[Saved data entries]
────

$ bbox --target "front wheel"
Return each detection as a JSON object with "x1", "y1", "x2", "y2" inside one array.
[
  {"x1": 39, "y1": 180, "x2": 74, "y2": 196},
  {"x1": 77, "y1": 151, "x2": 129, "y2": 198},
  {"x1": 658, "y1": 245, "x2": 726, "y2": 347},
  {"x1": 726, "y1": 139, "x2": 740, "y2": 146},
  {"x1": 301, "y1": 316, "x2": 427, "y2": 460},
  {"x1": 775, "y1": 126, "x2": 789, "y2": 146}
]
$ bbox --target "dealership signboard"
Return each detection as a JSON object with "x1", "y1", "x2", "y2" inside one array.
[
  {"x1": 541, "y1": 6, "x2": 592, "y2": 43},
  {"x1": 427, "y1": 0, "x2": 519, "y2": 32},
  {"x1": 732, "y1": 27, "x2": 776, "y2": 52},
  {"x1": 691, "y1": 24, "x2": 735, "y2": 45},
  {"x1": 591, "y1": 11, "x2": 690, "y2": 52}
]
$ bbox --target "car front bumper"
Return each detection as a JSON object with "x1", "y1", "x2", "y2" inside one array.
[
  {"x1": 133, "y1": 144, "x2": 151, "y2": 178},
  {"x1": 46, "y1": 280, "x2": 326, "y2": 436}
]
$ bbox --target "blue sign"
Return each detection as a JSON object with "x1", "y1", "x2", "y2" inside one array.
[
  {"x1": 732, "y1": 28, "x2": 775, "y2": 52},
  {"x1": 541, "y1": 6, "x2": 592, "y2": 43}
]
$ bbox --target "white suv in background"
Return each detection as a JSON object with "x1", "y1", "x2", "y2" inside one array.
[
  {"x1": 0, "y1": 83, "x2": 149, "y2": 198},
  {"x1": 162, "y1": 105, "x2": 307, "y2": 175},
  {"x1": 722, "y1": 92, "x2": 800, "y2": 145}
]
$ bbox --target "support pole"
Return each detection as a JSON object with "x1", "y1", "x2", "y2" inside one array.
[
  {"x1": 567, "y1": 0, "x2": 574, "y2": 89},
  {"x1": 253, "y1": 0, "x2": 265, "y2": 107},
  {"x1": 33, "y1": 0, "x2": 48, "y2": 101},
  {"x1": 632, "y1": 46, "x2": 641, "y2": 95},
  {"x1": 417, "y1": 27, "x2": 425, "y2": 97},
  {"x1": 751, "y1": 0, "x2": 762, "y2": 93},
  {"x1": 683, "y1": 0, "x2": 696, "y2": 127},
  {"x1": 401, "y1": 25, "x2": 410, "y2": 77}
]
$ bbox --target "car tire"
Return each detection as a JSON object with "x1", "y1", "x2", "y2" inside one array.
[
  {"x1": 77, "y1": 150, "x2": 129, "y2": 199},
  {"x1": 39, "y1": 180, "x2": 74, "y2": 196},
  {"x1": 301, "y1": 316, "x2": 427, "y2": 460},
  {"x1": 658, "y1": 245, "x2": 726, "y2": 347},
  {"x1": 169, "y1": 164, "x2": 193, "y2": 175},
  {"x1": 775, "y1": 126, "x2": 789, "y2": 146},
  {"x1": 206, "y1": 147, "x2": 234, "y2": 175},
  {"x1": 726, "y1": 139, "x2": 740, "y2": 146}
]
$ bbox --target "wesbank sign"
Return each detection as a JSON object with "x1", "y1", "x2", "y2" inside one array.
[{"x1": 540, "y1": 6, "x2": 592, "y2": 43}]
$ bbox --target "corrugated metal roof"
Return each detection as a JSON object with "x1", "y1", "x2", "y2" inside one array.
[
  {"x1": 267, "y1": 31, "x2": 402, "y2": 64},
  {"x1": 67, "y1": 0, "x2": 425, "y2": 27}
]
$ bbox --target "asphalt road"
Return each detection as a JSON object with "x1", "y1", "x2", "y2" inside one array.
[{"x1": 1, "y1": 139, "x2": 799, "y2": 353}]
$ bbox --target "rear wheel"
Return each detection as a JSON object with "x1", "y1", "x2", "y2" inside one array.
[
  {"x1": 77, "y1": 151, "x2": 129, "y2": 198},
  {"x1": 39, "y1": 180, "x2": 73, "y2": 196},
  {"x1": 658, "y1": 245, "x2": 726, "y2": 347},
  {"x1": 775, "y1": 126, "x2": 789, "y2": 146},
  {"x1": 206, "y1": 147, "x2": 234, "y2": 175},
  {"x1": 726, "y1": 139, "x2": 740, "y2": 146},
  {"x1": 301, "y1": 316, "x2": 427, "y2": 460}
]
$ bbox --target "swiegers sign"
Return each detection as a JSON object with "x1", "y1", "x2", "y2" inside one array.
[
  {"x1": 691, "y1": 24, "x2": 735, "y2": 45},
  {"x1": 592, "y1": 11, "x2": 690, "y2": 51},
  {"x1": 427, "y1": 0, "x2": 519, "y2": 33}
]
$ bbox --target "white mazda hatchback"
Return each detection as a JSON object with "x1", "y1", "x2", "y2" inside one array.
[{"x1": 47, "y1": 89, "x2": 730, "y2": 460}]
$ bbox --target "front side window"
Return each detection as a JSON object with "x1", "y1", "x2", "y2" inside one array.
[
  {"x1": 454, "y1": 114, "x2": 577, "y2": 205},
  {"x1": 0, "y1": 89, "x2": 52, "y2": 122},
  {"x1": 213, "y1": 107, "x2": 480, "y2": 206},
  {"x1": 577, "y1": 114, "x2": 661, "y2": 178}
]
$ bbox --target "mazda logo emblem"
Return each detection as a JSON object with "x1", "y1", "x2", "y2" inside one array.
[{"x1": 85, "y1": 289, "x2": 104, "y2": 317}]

────

Prompt:
Output the records exactly.

Result for this exercise:
$ bbox --target "front wheel"
Return each detection as a JSON object with "x1", "y1", "x2", "y2" inside one array.
[
  {"x1": 39, "y1": 180, "x2": 74, "y2": 196},
  {"x1": 77, "y1": 151, "x2": 129, "y2": 198},
  {"x1": 658, "y1": 245, "x2": 726, "y2": 347},
  {"x1": 726, "y1": 139, "x2": 740, "y2": 146},
  {"x1": 301, "y1": 316, "x2": 427, "y2": 460},
  {"x1": 775, "y1": 126, "x2": 789, "y2": 146}
]
$ bbox --target "dealership signboard"
Return each detection as a JSON object with "x1", "y1", "x2", "y2" inside one array.
[
  {"x1": 541, "y1": 6, "x2": 592, "y2": 43},
  {"x1": 427, "y1": 0, "x2": 519, "y2": 32},
  {"x1": 732, "y1": 27, "x2": 776, "y2": 52},
  {"x1": 691, "y1": 24, "x2": 735, "y2": 45},
  {"x1": 591, "y1": 11, "x2": 690, "y2": 52}
]
$ bbox --target "car front bumper"
Return each detection as a JSON object with "x1", "y1", "x2", "y2" inside one array.
[
  {"x1": 133, "y1": 144, "x2": 151, "y2": 178},
  {"x1": 46, "y1": 280, "x2": 326, "y2": 436}
]
$ bbox --target "blue sign"
Return each detection as a JSON object with "x1", "y1", "x2", "y2" inside one array.
[
  {"x1": 732, "y1": 28, "x2": 775, "y2": 52},
  {"x1": 541, "y1": 6, "x2": 592, "y2": 43}
]
$ bbox --target "white suv in background"
Return each detection as a JSON object with "x1", "y1", "x2", "y2" inside one array.
[
  {"x1": 0, "y1": 83, "x2": 149, "y2": 198},
  {"x1": 162, "y1": 105, "x2": 307, "y2": 175},
  {"x1": 722, "y1": 92, "x2": 800, "y2": 145}
]
$ bbox --target "support pole"
Return each detection as a JSON object with "x1", "y1", "x2", "y2" inside one array.
[
  {"x1": 567, "y1": 0, "x2": 574, "y2": 89},
  {"x1": 253, "y1": 0, "x2": 265, "y2": 107},
  {"x1": 33, "y1": 0, "x2": 48, "y2": 101},
  {"x1": 632, "y1": 46, "x2": 641, "y2": 95},
  {"x1": 417, "y1": 27, "x2": 425, "y2": 97},
  {"x1": 751, "y1": 0, "x2": 762, "y2": 93},
  {"x1": 683, "y1": 0, "x2": 696, "y2": 127},
  {"x1": 401, "y1": 25, "x2": 410, "y2": 77}
]
$ bbox --target "car tire"
Return each detection as a JSON object with "x1", "y1", "x2", "y2" inside one array.
[
  {"x1": 77, "y1": 150, "x2": 129, "y2": 199},
  {"x1": 39, "y1": 180, "x2": 74, "y2": 196},
  {"x1": 301, "y1": 316, "x2": 427, "y2": 460},
  {"x1": 658, "y1": 245, "x2": 726, "y2": 347},
  {"x1": 169, "y1": 164, "x2": 193, "y2": 175},
  {"x1": 775, "y1": 126, "x2": 789, "y2": 146},
  {"x1": 206, "y1": 147, "x2": 234, "y2": 175},
  {"x1": 726, "y1": 139, "x2": 740, "y2": 146}
]
$ bbox --target "wesbank sign"
Return each detection as a JSON object with "x1", "y1", "x2", "y2" inside one array.
[{"x1": 540, "y1": 6, "x2": 592, "y2": 43}]
$ bbox --target "corrugated metal roof"
Return each detection as a JSON object with "x1", "y1", "x2", "y2" inside one array.
[
  {"x1": 267, "y1": 31, "x2": 402, "y2": 64},
  {"x1": 67, "y1": 0, "x2": 425, "y2": 27}
]
$ bbox --target "asphalt road"
Return each detection as a JSON object with "x1", "y1", "x2", "y2" inside one array.
[{"x1": 1, "y1": 139, "x2": 799, "y2": 353}]
$ bbox --target "rear wheel"
Return each detection as a JSON object with "x1", "y1", "x2", "y2" inside one array.
[
  {"x1": 77, "y1": 151, "x2": 129, "y2": 198},
  {"x1": 39, "y1": 180, "x2": 73, "y2": 196},
  {"x1": 658, "y1": 245, "x2": 726, "y2": 347},
  {"x1": 775, "y1": 126, "x2": 789, "y2": 146},
  {"x1": 206, "y1": 147, "x2": 234, "y2": 175},
  {"x1": 726, "y1": 139, "x2": 740, "y2": 146},
  {"x1": 301, "y1": 316, "x2": 427, "y2": 460}
]
$ bbox --target "swiegers sign"
Return each detection as a JSON object with "x1", "y1", "x2", "y2" inside one array.
[
  {"x1": 691, "y1": 24, "x2": 735, "y2": 45},
  {"x1": 592, "y1": 11, "x2": 690, "y2": 51},
  {"x1": 427, "y1": 0, "x2": 519, "y2": 33}
]
$ bbox --target "white mazda hatchback"
Return each detection as a JSON object with "x1", "y1", "x2", "y2" inside one array.
[{"x1": 47, "y1": 89, "x2": 730, "y2": 460}]
$ bbox --target "front side window"
Return each detection as a JSON object with "x1", "y1", "x2", "y2" inside one array.
[
  {"x1": 454, "y1": 114, "x2": 577, "y2": 205},
  {"x1": 0, "y1": 89, "x2": 52, "y2": 122},
  {"x1": 213, "y1": 107, "x2": 480, "y2": 206},
  {"x1": 577, "y1": 114, "x2": 661, "y2": 178}
]
$ bbox --target "mazda logo emblem"
Return each detection as a JSON object with "x1", "y1", "x2", "y2" inside one array.
[{"x1": 85, "y1": 289, "x2": 104, "y2": 317}]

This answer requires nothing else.